[Point labeling dataset excerpts]
***

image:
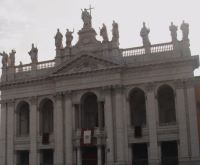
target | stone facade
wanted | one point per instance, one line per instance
(114, 79)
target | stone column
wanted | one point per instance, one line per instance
(58, 131)
(33, 131)
(130, 154)
(99, 156)
(99, 115)
(151, 118)
(109, 127)
(119, 123)
(3, 135)
(79, 158)
(182, 122)
(192, 114)
(10, 133)
(68, 129)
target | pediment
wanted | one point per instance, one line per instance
(85, 63)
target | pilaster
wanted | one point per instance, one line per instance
(58, 130)
(119, 123)
(3, 135)
(151, 118)
(109, 127)
(193, 125)
(33, 131)
(10, 133)
(182, 121)
(68, 129)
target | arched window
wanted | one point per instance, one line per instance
(46, 116)
(89, 111)
(166, 105)
(137, 107)
(23, 119)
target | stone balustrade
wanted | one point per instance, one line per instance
(157, 48)
(39, 66)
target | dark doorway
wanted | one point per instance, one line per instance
(89, 111)
(169, 152)
(46, 157)
(23, 157)
(89, 156)
(140, 154)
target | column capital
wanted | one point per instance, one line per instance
(58, 95)
(150, 87)
(189, 83)
(179, 84)
(10, 102)
(67, 93)
(33, 99)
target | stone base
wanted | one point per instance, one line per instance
(154, 162)
(121, 163)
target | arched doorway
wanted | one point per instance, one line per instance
(166, 105)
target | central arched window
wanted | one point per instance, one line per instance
(137, 107)
(89, 111)
(46, 116)
(23, 119)
(166, 105)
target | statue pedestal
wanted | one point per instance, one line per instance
(87, 36)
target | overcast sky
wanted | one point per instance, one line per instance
(23, 22)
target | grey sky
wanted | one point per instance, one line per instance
(25, 21)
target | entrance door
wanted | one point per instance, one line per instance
(140, 154)
(169, 152)
(89, 156)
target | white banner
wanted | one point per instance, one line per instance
(87, 137)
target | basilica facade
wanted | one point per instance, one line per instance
(97, 104)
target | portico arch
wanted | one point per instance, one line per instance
(89, 111)
(46, 116)
(23, 118)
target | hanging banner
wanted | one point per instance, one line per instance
(87, 137)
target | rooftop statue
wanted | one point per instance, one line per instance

***

DIRECTIONS:
Each line of the data should be quoted exactly, with pictures left out.

SOLUTION TO THE PROBLEM:
image:
target | stone facade
wanted | one point per instance, one line per instance
(114, 79)
target | stone column
wanted | one point per instance, one line per instance
(58, 131)
(33, 131)
(130, 154)
(99, 156)
(99, 115)
(151, 118)
(109, 127)
(119, 123)
(3, 135)
(79, 158)
(182, 122)
(192, 114)
(10, 133)
(68, 129)
target | pediment
wanted | one point per instance, one line per instance
(85, 63)
target | pilaster
wanted | one point per instance, one line per instance
(58, 130)
(119, 123)
(3, 135)
(151, 118)
(109, 127)
(193, 125)
(33, 131)
(10, 133)
(182, 121)
(68, 129)
target | arched window
wanted | one point per instance, one line per instance
(46, 116)
(89, 111)
(166, 105)
(137, 107)
(23, 119)
target | stone balustrade
wanted | one point per instance, one line per instance
(157, 48)
(39, 66)
target | dark doorway
wanted | one point per instance, one line per instance
(89, 111)
(169, 152)
(46, 157)
(23, 157)
(89, 156)
(140, 154)
target | column capital
wanted | one point per instance, one line per instance
(58, 95)
(150, 87)
(189, 83)
(179, 84)
(10, 102)
(67, 93)
(33, 99)
target | stone base
wanted | one point per instance, one line per instance
(154, 162)
(121, 163)
target | arched doorway
wanted | one point per instance, one line per instance
(166, 105)
target | central arched window
wanted | one point per instance, one line per instance
(137, 107)
(89, 111)
(46, 116)
(23, 119)
(166, 105)
target | statue pedestal
wanted | one point per instance, one line per instance
(87, 36)
target | overcast sky
wanted | one point per instance, one line per instance
(23, 22)
target | grey sky
wanted | one point per instance, one line per instance
(25, 21)
target | entrance door
wanted | one point per instance, one line per instance
(140, 154)
(169, 152)
(89, 156)
target | white banner
wanted | one point per instance, one line per instance
(87, 137)
target | basilica facade
wanted | one point per instance, one line per instance
(97, 104)
target | portico arch
wanted | one point per instance, one line per instance
(89, 111)
(46, 116)
(23, 118)
target | hanging banner
wanted | one point per instance, one line per instance
(87, 137)
target | rooftop statue
wanted | one point per instance, one line per instance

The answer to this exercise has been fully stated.